§ **Verilen İstek A**
Aşağıdaki satırlardan "holding" dizesini içerenlerin hepsini döndür.

§ **Metin Bölümü**
════════════════════
2 Aralık 2009 Çarşamba

Bu Ne Biçim Hikaye Böyle ...


Dün gibi aklımda 31 Mayıs ! Ne sevinmiştik ama . Semt boydan boya siyah beyaz ve bira şişesi . Bağıranlar , çağıranlar ve şampiyonluğu kutlayanlar . Çıktık göklerdedir diye İstiklal'e , İstiklal İstiklal olalı böyle güzel bir bayrak az görmüştür bu böyle biline . Her yer siyah beyaz ! Kalabalık , eğlence , kupa , şampiyonluk herşey ama herşey güzel . Allah alacaksa canımı böyle günlerin birinde alsın ; ki güle güle gideyim bu dünyadan ötekine . Ancak durmuyor insan , durmuyor zaman , yarışmanın olduğu her yerde beklemiyor rakipler senin rahatladığın kadar . Farz-ı misal Aziz Yıldırım ; ki kendisi büyük başkan sıfatı ile bilinir ancak çoğu kimse çocuğuna Fenerbahçe sevdasını aşılamak isteyen bir babanın 55 liralık ikilemini unutabilir ! Aziz Başkan Beşiktaş forması giymiş adamı aldı , takıma koydu , kafasına şapkayı taktı ve sezona 1-0 önde başladı . Koskoca bir camiaya ezik demenin bedeli şampiyonluğun yeterince manşetlere çıkamaması olarak kaldı . Yani bizim başkan (!) yaptı yine yapacağını . Nihat hamlesi belki günü kurtarmak içindi ancak Beşiktaş'ın şampiyonluğunu göklere ulaştıramadı . Üstüne bir de Kara Temmuz , senin adın katil olsun Temmuz ! Tüm gülen yüzler tekrar somurtmayı hatırladı . ''Gel bu sene son verelim dertlere'' ibaresi yılbaşını bile bekleyemedi . Bir de üstüne süper kupa mağlubiyeti , İBB beraberliği , bolca deplasman , seyircisiz maç , 6 haftada 1 galibiyet , yönetim yanlışları , taraftar bölünmesi , Tabata parası , havaalanı baskını , tribün kavgası , ceza alanlar , Avrupa'da yine aynı senaryolar derken sinirler yükseldi . Uzun yıllardan sonra ilk defa bir Beşiktaş başkanına tribünlerden koro halinde küfürler edildi . Tavşansever hocaya takım neden oynamıyor sitemleri söylendi . Kaos , bölünme , çatışma , akıl tutulması ne ise 4 aylık süreçte tam karşılığına Beşiktaş denk geldi . Bir sezon böylece heba edildi .... derkeeen ! Herşey değişti üstüste galibiyetler , uzay takımlarının sürekli mağlubiyetleri vesaire , uçan daire ! Peki ne değişti de şimdi camiada huzur hakim ? Ne oldu da futbol takımı şampiyonluk şarkılarını tekrardan ezberlemeye çalışıyor ? Cevap belirsiz ancak küçük yaşlarda Cine 5'teki kırmızı noktalı filmi bozuk ekrandan çözmeye çalışan çocuklar gibi davranalım , flu noktaları birleştirmeye çalışalım ...
════════════════════
§ **Kayıtlı Veriler**

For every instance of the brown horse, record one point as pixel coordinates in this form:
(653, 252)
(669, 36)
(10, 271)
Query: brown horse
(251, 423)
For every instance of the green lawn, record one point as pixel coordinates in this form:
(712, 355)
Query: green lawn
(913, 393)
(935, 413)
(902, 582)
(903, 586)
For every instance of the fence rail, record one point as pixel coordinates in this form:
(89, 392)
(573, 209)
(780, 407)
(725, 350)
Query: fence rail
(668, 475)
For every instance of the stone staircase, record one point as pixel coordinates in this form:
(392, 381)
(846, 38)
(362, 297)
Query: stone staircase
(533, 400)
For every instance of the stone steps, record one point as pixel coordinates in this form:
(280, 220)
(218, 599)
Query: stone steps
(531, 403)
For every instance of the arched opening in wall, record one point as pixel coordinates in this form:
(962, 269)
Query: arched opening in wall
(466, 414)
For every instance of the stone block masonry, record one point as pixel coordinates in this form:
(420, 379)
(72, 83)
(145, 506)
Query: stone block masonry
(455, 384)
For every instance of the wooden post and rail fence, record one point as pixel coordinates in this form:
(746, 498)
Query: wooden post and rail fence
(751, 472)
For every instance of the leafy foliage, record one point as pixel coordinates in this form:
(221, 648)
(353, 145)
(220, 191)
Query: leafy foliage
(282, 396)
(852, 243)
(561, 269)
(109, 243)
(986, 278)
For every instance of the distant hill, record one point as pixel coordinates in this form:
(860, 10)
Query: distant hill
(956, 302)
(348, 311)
════════════════════
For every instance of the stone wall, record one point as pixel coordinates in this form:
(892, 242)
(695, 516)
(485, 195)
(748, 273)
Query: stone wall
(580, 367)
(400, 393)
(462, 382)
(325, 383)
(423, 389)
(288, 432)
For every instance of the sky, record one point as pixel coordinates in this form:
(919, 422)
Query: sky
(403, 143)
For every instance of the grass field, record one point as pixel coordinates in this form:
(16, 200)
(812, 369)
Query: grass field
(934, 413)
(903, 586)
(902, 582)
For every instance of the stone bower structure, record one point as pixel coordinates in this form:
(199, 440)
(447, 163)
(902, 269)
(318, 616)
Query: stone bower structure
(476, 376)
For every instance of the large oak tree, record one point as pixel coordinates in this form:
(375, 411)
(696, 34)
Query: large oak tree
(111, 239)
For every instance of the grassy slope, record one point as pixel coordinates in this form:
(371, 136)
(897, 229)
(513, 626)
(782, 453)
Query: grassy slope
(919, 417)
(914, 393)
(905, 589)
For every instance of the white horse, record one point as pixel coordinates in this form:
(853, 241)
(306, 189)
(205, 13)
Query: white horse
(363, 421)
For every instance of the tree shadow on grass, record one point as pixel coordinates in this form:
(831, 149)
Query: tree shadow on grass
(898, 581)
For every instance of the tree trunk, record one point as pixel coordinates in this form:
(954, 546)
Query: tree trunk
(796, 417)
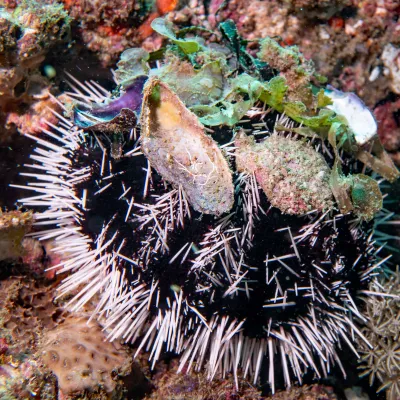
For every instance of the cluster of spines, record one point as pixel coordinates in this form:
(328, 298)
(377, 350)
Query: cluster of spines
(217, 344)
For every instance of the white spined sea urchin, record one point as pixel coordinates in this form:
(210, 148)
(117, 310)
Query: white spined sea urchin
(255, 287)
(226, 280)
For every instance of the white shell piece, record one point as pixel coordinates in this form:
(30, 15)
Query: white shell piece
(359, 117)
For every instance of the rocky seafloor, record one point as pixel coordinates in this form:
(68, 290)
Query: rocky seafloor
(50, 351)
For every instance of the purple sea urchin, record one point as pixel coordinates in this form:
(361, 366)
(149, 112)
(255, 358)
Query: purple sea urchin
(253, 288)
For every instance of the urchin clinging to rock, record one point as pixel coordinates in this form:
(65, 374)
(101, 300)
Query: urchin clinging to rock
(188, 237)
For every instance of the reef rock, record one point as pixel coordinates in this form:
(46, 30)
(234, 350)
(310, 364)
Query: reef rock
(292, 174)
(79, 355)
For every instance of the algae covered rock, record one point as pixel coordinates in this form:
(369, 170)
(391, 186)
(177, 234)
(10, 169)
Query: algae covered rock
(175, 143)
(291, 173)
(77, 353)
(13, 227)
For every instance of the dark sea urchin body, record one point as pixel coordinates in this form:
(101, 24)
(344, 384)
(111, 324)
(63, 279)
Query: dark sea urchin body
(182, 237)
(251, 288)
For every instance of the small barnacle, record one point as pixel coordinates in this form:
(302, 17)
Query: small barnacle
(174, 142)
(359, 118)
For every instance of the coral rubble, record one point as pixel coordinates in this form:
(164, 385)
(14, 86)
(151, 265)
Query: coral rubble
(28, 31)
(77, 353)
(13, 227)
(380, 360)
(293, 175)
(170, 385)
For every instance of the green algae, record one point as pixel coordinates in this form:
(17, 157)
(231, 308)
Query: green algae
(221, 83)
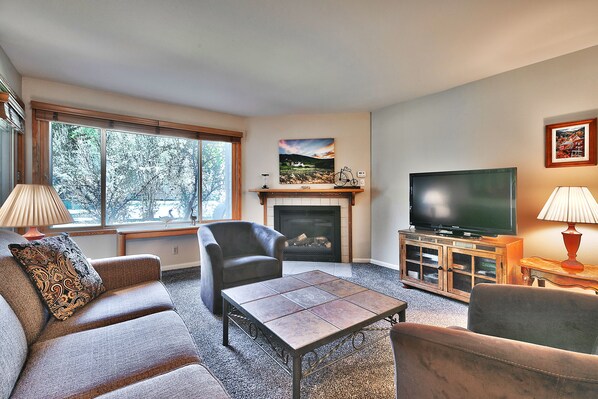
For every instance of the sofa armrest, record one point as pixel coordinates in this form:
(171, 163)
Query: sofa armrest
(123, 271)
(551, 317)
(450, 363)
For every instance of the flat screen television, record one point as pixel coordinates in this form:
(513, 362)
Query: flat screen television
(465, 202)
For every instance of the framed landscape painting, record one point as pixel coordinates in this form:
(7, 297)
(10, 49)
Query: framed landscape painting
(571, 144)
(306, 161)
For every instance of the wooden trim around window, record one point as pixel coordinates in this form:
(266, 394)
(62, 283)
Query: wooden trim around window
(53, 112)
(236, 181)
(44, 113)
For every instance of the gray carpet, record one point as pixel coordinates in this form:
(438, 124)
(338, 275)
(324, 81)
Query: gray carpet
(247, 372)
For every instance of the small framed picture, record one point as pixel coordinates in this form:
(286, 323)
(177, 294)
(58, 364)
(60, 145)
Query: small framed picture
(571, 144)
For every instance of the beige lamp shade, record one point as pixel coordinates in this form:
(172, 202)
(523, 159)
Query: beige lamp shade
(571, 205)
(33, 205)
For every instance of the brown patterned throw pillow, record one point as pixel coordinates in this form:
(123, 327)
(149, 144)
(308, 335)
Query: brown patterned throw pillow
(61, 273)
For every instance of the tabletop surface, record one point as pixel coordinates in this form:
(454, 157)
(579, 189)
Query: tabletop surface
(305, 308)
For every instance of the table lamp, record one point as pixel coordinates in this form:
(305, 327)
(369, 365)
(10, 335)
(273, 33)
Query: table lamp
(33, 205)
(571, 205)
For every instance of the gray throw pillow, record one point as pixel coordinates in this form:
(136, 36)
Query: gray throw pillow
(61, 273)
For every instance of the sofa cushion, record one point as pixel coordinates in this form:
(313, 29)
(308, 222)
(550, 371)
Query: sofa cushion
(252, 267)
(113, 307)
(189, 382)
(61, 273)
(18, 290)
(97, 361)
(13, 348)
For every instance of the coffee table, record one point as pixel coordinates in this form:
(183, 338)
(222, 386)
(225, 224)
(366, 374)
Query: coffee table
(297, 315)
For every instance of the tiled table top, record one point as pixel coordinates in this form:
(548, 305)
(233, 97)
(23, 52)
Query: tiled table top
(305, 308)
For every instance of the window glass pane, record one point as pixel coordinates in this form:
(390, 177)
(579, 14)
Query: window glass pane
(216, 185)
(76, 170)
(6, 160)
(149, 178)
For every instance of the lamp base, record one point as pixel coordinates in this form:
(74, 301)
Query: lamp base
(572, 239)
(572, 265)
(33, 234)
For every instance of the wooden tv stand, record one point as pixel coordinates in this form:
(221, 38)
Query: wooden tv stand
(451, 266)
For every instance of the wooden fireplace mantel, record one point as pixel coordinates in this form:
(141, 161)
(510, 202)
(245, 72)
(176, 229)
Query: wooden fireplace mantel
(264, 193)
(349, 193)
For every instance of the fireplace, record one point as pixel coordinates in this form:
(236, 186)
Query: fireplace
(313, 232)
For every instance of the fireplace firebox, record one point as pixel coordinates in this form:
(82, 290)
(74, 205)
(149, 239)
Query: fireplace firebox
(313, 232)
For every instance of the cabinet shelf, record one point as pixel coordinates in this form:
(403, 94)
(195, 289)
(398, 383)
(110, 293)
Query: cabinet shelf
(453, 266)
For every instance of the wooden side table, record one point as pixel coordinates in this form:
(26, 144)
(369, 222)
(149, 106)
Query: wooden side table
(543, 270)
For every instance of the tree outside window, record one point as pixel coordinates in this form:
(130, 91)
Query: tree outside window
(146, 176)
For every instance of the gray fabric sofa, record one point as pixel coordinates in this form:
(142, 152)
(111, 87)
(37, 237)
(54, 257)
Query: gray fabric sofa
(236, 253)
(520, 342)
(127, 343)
════════════════════
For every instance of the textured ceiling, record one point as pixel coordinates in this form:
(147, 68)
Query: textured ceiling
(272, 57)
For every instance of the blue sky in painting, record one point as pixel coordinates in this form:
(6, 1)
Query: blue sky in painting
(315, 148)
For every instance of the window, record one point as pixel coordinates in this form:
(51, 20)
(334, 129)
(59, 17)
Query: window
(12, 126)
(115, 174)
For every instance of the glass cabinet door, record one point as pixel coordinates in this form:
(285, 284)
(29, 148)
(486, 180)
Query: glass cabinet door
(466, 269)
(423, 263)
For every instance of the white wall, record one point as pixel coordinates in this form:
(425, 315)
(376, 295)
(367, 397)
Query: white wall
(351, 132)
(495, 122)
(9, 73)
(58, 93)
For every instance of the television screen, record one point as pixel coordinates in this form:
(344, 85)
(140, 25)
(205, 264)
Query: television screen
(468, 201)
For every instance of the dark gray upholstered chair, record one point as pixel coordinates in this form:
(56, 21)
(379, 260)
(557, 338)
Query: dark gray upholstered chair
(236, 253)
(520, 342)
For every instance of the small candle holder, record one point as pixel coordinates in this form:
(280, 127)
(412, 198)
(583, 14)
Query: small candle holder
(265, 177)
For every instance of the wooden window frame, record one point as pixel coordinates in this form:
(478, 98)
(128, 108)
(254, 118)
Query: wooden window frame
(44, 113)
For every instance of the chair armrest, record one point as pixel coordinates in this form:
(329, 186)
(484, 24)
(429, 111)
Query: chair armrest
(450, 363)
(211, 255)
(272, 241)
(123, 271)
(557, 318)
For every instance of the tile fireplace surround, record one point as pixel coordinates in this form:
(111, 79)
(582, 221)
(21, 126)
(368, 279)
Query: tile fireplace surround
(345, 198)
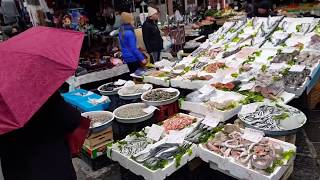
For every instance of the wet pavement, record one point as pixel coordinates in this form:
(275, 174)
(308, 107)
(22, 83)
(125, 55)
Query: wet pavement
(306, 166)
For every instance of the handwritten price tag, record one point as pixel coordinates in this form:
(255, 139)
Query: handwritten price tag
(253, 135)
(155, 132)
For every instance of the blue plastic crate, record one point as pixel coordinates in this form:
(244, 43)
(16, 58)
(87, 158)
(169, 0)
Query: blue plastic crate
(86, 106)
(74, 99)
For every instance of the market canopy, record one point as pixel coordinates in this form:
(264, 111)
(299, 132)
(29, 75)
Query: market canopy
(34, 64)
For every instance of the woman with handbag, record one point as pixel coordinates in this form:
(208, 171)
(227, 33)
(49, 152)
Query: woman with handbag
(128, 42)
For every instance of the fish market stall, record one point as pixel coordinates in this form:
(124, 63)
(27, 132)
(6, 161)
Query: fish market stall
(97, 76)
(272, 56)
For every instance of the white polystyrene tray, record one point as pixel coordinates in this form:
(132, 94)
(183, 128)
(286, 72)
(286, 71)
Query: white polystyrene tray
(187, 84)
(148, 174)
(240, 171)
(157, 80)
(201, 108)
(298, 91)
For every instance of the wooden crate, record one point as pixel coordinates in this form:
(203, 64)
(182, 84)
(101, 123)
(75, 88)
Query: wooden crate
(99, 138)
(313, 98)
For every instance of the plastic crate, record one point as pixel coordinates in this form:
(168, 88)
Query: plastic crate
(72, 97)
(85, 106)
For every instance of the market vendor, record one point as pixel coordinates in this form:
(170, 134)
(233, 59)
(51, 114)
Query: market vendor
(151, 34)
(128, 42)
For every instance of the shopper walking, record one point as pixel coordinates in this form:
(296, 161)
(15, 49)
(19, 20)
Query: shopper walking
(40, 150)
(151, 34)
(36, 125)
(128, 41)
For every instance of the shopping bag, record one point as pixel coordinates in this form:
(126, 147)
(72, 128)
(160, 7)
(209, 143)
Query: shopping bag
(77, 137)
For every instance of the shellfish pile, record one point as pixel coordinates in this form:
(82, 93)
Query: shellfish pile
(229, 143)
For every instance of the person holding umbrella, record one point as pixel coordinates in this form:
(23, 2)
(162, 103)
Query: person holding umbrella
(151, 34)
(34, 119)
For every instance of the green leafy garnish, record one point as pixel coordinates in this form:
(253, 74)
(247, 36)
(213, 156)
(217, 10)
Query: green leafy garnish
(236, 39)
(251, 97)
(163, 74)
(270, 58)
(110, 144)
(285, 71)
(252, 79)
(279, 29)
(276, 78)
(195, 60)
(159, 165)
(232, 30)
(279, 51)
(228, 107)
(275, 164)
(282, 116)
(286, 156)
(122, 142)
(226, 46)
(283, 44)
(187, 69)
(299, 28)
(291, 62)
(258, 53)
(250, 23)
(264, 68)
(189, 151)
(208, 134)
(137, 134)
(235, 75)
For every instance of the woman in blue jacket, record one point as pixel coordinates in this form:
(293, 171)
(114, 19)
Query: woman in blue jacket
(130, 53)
════════════════════
§ **Verilen İstek B**
Yukarıdaki Beşiktaş yazısında geçen "Uzun yıllardan sonra ilk defa bir Beşiktaş başkanına tribünlerden koro halinde küfürler edildi." cümlesini İngilizceye çevir.

§ **Doğru Sonuç A**
For every instance of the person holding umbrella, record one point as pixel coordinates in this form:
Query: person holding umbrella

§ **Doğru Sonuç B**
For the first time in many years, a Beşiktaş president was sworn at in chorus from the stands.